» Directive: Pull out every line of the data below that contains the string "gray", and leave out all other lines.

» Data entries:
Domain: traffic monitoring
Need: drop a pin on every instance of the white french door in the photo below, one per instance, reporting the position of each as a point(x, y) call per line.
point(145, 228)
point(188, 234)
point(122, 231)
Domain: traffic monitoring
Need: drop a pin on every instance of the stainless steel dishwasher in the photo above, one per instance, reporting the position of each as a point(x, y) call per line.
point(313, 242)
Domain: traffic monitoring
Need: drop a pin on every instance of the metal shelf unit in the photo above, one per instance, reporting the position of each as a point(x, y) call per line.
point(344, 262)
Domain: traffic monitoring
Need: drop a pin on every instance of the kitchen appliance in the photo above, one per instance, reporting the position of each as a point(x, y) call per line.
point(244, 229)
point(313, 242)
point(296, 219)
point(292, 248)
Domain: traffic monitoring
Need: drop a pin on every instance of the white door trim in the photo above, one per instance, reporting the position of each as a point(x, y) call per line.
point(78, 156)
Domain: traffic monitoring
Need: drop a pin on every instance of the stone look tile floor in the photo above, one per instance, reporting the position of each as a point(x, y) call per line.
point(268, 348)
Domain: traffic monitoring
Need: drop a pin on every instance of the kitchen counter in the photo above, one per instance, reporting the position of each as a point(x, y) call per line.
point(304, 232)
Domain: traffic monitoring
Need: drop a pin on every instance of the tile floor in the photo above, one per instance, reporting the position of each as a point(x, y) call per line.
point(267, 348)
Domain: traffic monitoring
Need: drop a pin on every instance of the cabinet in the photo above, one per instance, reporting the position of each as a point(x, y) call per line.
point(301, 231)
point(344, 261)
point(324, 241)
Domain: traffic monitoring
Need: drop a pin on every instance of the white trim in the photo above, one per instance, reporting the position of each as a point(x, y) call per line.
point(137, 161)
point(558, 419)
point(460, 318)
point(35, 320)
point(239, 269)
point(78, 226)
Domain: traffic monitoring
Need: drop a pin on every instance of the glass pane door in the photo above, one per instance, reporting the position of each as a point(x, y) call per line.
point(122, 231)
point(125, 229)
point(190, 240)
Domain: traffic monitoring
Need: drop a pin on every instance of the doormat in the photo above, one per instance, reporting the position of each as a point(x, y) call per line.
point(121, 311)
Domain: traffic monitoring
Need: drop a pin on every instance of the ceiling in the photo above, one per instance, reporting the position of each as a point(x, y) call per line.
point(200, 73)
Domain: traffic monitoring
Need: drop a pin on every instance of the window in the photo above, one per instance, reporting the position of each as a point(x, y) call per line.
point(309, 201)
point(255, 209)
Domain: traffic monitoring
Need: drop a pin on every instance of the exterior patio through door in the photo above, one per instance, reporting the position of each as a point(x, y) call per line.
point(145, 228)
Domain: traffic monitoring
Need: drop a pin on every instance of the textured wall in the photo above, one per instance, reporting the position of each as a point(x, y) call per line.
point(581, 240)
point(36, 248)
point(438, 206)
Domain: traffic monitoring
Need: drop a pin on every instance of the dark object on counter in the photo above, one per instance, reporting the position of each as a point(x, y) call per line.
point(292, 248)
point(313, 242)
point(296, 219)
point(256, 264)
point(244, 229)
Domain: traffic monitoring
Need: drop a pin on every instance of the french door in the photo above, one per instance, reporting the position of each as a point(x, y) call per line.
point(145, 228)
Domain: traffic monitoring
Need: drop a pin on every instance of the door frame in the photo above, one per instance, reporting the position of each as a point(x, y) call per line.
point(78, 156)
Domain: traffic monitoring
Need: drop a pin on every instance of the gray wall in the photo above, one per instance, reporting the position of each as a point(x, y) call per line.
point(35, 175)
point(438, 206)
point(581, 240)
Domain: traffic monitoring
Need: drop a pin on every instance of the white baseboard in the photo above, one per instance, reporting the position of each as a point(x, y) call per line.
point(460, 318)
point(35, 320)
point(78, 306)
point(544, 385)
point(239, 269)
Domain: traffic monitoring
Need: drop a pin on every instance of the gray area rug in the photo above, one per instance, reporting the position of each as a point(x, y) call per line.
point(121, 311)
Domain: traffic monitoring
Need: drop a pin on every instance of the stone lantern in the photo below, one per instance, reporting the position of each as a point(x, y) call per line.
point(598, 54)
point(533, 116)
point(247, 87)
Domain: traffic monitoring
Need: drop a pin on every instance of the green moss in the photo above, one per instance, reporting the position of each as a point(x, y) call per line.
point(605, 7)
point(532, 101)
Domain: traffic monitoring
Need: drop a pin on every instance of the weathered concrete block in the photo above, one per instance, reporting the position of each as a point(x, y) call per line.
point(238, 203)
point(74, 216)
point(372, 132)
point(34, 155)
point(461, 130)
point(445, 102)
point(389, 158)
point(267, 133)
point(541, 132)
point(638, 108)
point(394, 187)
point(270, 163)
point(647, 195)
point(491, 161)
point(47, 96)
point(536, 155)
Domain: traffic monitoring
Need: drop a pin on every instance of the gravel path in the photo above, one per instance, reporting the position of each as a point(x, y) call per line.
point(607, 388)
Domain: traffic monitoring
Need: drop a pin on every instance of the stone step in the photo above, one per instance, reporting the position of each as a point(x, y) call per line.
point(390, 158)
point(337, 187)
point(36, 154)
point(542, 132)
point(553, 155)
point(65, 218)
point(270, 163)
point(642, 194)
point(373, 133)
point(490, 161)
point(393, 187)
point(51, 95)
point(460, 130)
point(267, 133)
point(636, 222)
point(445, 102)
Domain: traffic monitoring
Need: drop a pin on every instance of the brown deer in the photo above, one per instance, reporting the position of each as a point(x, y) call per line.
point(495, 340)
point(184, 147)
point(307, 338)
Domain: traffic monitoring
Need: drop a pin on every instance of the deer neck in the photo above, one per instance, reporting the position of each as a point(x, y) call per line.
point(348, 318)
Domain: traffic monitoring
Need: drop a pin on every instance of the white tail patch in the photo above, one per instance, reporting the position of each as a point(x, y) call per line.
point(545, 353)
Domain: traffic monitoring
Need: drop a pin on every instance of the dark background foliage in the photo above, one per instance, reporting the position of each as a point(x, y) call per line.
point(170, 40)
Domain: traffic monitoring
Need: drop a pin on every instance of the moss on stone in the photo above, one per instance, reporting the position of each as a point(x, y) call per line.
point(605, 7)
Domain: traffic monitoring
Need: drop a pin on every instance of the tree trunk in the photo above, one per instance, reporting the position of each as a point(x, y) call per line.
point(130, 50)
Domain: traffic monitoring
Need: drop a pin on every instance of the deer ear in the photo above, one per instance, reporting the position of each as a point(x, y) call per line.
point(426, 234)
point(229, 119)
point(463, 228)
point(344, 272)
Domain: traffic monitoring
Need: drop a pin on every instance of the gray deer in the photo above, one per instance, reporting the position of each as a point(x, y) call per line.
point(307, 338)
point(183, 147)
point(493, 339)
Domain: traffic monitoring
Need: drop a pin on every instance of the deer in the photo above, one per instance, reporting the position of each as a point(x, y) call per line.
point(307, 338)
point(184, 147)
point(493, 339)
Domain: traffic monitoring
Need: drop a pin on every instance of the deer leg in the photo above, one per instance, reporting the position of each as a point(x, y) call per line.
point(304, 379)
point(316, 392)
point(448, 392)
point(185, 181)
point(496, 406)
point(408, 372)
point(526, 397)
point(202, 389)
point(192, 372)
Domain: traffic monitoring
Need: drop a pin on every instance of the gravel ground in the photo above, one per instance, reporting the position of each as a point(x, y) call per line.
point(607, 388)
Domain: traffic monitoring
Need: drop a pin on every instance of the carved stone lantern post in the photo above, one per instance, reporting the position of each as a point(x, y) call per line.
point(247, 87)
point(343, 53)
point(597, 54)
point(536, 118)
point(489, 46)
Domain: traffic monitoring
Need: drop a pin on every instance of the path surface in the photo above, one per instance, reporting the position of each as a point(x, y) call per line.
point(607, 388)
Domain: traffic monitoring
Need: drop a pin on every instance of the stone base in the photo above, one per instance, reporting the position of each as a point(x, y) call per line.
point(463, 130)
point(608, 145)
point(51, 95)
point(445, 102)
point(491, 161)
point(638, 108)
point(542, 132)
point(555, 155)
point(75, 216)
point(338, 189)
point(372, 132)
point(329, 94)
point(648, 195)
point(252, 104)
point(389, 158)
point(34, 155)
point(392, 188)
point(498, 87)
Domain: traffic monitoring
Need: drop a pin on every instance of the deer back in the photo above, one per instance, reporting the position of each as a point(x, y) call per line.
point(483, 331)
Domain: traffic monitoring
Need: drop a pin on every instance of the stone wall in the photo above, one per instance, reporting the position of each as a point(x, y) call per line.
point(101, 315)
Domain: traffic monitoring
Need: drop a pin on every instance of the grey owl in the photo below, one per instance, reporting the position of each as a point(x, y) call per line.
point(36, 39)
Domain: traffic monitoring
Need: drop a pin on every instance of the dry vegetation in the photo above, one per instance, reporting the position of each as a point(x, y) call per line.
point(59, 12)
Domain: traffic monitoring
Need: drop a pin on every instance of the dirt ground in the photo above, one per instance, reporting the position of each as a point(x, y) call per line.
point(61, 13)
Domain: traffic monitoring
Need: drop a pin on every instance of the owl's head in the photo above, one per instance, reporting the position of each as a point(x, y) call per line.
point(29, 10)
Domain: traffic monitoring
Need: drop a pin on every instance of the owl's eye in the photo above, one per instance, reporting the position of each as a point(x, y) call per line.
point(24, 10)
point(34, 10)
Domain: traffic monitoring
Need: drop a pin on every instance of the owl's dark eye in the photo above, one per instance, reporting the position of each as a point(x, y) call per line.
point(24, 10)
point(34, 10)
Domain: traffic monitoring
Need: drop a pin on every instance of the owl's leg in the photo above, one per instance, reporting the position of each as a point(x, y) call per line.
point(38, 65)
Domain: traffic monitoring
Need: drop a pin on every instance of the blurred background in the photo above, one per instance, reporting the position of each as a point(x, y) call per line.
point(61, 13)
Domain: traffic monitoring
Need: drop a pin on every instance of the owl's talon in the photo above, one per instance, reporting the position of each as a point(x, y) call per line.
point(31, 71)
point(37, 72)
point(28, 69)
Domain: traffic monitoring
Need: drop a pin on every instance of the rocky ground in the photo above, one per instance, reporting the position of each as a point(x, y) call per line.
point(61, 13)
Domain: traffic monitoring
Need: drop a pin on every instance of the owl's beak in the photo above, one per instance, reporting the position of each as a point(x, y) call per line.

» The completed task:
Need: drop a pin on every instance of the gray wall in the photo above, one per instance, reporting the position of each as a point(x, y) call per line.
Need: drop a pin on every instance of the gray area rug in the photo above, one per instance, reporting the position of each as a point(x, y) call per line.
Need: drop a pin on every instance of the gray deer in the photo above, one per instance, reporting the position of each as a point(x, y) call per line.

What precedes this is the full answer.